* _DOCUMENT TEXT_
* BEGIN *

Bad King: Voices Found stages an obscure classic

Voices Found Repertory

by Jeff Grygny

The Victorians supposedly loved Shakespeare’s King John for its opportunity to indulge in the “royalty porn” of lavish pageantry. But the current production by Voices Found Repertory strips pageantry down to a chunky chair and a coronet, and it’s easy to see why the play is seldom produced anymore: the plot is heavy with political intrigue and improbable reversals, while light in psychological insight and the dazzling poetics of old Billy’s more famous works. Yet, in the hands of this earnest young company, the play seems fresh, its cynicism quite in tune with the daily news, and what it lacks in subtlety it makes up in carnivalesque disorder. With honest, committed performances and some cheeky stylistic flourishes, this production is a lot more fun than you’d ever expect an obscure 500 year old play to be.

John Plantagenet (“John soft-sword” to his subjects) is commonly regarded as a terrible king. This play shows us quite a different King John that the one we might have heard about: there’s nothing about the Sheriff of Nottingham or the Magna Charta, and only glancing reference to the great failure that gave him the mocking nickname “Lack-land:” he gave away the rich English territory of Normandy to the French King Philip as the price of preserving his rule (after John, English royalty for the first time had to actually live in England). The John we see is vain, superficial, conniving, and not too bright. He doesn’t sport a blond comb-over—but we get the idea why we’re seeing this show now.

This historical saga lurches through nonstop sudden changes that must have been even harder to live through than they are to follow: fights suddenly break out and are just as suddenly broken off; war is declared, then peace is brokered; the enemies team up, then they’re at war again. All this instability stems from John’s incompetent rule: at one point he orders a minion to murder a boy prince, then later rails against that same minion, yelling basically “why didn’t you stop me?” The henchman, moved by conscience, spares the prince, but the boy dies anyway in an unaccounted act of self-defenestration. King John is full of such “Shakespearean weirdness” —things that any student playwright would be made to edit out in the final draft—but give it the carnivalesque disorder of a Tarantino movie. The company—college students fueled by passion for their art—may not capture every nuance of the text, but they make up for it with intelligence and clarity. And it’s fascinating to see how the themes of the more famous plays— revenge, power, self-deception, violence, and bastardy— echo in this one.

* END *

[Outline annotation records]

* BEGIN *

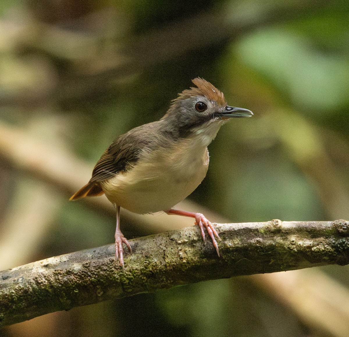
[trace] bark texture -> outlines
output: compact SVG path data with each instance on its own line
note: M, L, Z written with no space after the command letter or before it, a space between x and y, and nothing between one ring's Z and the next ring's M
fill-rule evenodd
M217 225L221 257L198 226L130 240L126 266L113 244L0 272L0 327L74 307L214 279L349 263L349 223Z

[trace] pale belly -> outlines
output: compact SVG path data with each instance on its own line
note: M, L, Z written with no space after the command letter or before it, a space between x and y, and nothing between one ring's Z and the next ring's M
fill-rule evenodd
M171 208L190 194L207 172L207 148L189 147L177 147L175 153L157 150L149 160L139 161L127 172L101 182L106 196L135 213Z

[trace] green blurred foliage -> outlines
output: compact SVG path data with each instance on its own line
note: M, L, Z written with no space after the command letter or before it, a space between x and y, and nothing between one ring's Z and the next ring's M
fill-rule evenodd
M349 7L304 2L309 5L303 8L258 0L2 1L1 22L17 30L0 26L0 118L42 139L38 130L45 128L45 141L92 165L118 136L161 118L200 76L221 89L230 105L255 114L222 128L210 146L207 176L191 198L233 222L333 220L337 213L326 196L336 191L317 177L332 173L348 194ZM213 38L207 33L205 44L200 32L192 36L192 27L181 25L203 14L244 23L233 29L222 23L221 31L210 32ZM171 25L177 25L173 34L183 29L191 39L170 39L178 54L158 60L159 51L148 51L144 59L151 62L144 64L142 57L132 58L142 37L152 33L160 41ZM347 147L335 151L333 144ZM307 166L310 153L317 156L315 173ZM21 178L11 174L4 183L8 190ZM35 256L112 241L114 219L61 198ZM139 234L126 224L127 237ZM326 270L348 286L339 275L343 269ZM65 314L59 324L64 331L52 328L51 335L315 335L247 279L140 294Z

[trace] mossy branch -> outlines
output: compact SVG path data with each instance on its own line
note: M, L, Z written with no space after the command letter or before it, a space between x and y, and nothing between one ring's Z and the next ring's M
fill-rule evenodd
M130 240L126 267L113 245L0 272L0 327L74 307L214 279L349 263L349 223L218 224L221 257L197 226Z

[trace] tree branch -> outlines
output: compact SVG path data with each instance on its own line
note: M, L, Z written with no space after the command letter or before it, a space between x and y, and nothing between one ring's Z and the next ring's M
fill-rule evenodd
M126 266L114 245L0 272L0 327L49 313L208 280L349 263L345 220L217 225L221 257L197 226L130 240Z

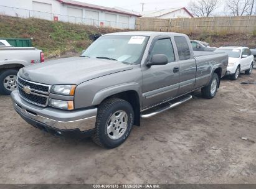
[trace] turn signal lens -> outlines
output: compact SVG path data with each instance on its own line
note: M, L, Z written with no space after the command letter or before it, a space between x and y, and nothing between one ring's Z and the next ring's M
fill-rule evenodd
M77 87L76 85L71 86L70 92L69 93L69 95L73 96L75 94L75 88Z
M73 109L73 101L68 101L67 103L67 109L72 110Z

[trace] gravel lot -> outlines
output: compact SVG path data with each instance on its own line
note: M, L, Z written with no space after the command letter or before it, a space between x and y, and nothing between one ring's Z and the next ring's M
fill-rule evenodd
M222 80L217 96L142 120L125 144L57 137L27 124L0 96L1 183L256 183L256 81ZM247 137L247 141L242 137Z

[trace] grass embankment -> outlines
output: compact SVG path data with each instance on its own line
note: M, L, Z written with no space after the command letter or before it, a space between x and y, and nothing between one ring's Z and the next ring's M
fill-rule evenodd
M0 37L32 38L33 47L43 50L46 58L79 53L92 42L89 35L118 31L121 30L0 16Z
M88 39L90 34L119 31L124 30L0 16L0 37L32 37L33 46L42 50L48 58L67 55L70 52L72 54L80 53L92 42ZM190 39L209 42L212 47L244 45L250 48L256 47L256 32L252 34L234 34L185 31L184 33Z
M235 34L229 32L187 32L191 39L205 41L212 47L220 46L245 46L256 47L256 32L252 33Z

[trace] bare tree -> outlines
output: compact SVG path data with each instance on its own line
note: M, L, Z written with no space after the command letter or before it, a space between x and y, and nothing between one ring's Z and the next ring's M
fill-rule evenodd
M251 7L252 14L253 11L253 6L252 0L227 0L226 6L227 9L230 11L231 14L234 16L242 16L250 14L249 11Z
M220 0L192 0L189 2L189 9L197 17L209 17L219 4Z

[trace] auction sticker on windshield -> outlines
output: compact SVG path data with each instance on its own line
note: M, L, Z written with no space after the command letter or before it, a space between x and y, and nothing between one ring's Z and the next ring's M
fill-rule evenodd
M133 36L130 39L129 44L142 44L146 37L143 36Z
M233 49L232 51L233 52L239 52L239 49Z

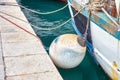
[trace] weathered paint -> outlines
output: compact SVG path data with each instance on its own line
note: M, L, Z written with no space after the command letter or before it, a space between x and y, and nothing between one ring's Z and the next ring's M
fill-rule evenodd
M116 70L118 69L116 62L113 62L112 65ZM112 80L118 80L118 73L114 69L112 69L112 75L113 75Z

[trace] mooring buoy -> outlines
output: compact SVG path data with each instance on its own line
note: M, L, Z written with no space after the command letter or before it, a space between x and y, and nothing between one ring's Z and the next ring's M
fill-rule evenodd
M53 40L49 55L54 64L69 69L78 66L86 52L85 40L75 34L64 34Z

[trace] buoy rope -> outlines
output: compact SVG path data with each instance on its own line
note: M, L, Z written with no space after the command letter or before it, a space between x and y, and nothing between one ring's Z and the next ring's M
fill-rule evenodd
M42 41L40 40L40 38L39 38L38 36L36 36L35 34L33 34L32 32L30 32L30 31L24 29L23 27L19 26L19 25L16 24L15 22L9 20L8 18L6 18L6 17L4 17L4 16L2 16L2 15L0 15L0 17L3 18L3 19L5 19L6 21L12 23L13 25L15 25L16 27L18 27L19 29L21 29L21 30L27 32L28 34L30 34L30 35L32 35L32 36L34 36L35 38L37 38L37 39L42 43Z
M15 17L15 16L13 16L13 15L8 14L8 13L5 13L5 11L0 11L0 13L3 13L3 14L5 14L5 15L7 15L7 16L13 17L13 18L18 19L18 20L20 20L20 21L23 21L23 22L25 22L25 23L27 23L27 24L30 24L31 26L33 26L34 28L39 29L39 30L54 30L54 29L60 28L61 26L65 25L66 23L68 23L68 22L69 22L70 20L72 20L76 15L78 15L78 14L80 13L80 11L83 10L85 7L86 7L86 6L82 7L73 17L71 17L70 19L68 19L68 20L65 21L64 23L60 24L59 26L53 27L53 28L40 28L40 27L38 27L38 26L35 26L35 25L33 25L33 24L31 24L31 23L23 20L23 19L20 19L20 18L18 18L18 17Z
M25 6L20 5L20 4L0 3L0 5L19 6L19 7L23 8L23 9L26 9L26 10L28 10L28 11L31 11L31 12L33 12L33 13L40 14L40 15L41 15L41 14L42 14L42 15L53 14L53 13L56 13L56 12L59 12L59 11L65 9L65 8L68 6L68 4L66 4L65 6L63 6L62 8L59 8L59 9L57 9L57 10L53 10L53 11L50 11L50 12L40 12L40 11L36 11L36 10L33 10L33 9L29 9L29 8L27 8L27 7L25 7Z

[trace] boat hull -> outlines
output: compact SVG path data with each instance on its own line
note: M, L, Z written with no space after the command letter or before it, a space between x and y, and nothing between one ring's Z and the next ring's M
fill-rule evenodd
M77 10L71 6L70 1L68 1L68 4L71 16L73 17ZM86 22L87 17L82 13L79 13L72 19L74 29L81 37L84 36ZM94 21L90 21L86 44L94 59L97 60L96 62L101 65L108 76L114 80L120 80L120 40Z

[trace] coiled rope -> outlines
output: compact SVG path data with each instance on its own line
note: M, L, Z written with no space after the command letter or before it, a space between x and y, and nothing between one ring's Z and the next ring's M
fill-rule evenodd
M29 8L27 8L27 7L25 7L25 6L20 5L20 4L0 3L0 5L19 6L19 7L23 8L23 9L26 9L26 10L28 10L28 11L30 11L30 12L33 12L33 13L36 13L36 14L40 14L40 15L41 15L41 14L42 14L42 15L53 14L53 13L56 13L56 12L59 12L59 11L65 9L65 8L68 6L68 4L66 4L65 6L63 6L63 7L60 8L60 9L57 9L57 10L53 10L53 11L50 11L50 12L40 12L40 11L36 11L36 10L29 9Z
M60 28L61 26L65 25L65 24L68 23L70 20L72 20L72 19L73 19L76 15L78 15L78 14L80 13L80 11L81 11L82 9L84 9L85 7L86 7L86 6L82 7L73 17L71 17L70 19L68 19L67 21L65 21L64 23L62 23L61 25L56 26L56 27L53 27L53 28L40 28L40 27L38 27L38 26L35 26L35 25L33 25L33 24L31 24L31 23L23 20L23 19L20 19L19 17L15 17L15 16L13 16L13 15L10 15L10 14L8 14L8 13L5 13L5 11L0 11L0 13L3 13L3 14L5 14L5 15L7 15L7 16L10 16L10 17L12 17L12 18L18 19L18 20L23 21L23 22L25 22L25 23L27 23L27 24L30 24L31 26L33 26L34 28L39 29L39 30L55 30L55 29Z

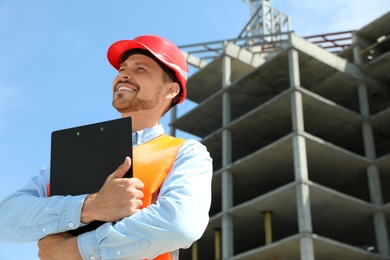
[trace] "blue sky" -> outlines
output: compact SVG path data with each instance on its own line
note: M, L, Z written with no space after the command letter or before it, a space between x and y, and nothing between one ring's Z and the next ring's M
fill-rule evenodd
M359 29L390 10L388 0L273 6L290 15L299 36ZM223 40L249 18L243 0L1 0L0 199L49 164L52 131L119 117L111 107L111 43L142 34L178 45ZM14 259L38 259L36 244L0 242L0 260Z

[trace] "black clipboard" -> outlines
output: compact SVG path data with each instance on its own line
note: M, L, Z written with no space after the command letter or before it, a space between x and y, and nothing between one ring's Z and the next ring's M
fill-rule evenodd
M54 131L50 156L50 196L98 192L125 157L133 157L131 117ZM125 177L132 176L133 167ZM94 221L71 233L79 235L103 223Z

* END *

* _WORK TO DO_
Quote the stretch of the King John review from "The Victorians supposedly" through "play to be.".

* _CORRECT RESULT_
The Victorians supposedly loved Shakespeare’s King John for its opportunity to indulge in the “royalty porn” of lavish pageantry. But the current production by Voices Found Repertory strips pageantry down to a chunky chair and a coronet, and it’s easy to see why the play is seldom produced anymore: the plot is heavy with political intrigue and improbable reversals, while light in psychological insight and the dazzling poetics of old Billy’s more famous works. Yet, in the hands of this earnest young company, the play seems fresh, its cynicism quite in tune with the daily news, and what it lacks in subtlety it makes up in carnivalesque disorder. With honest, committed performances and some cheeky stylistic flourishes, this production is a lot more fun than you’d ever expect an obscure 500 year old play to be.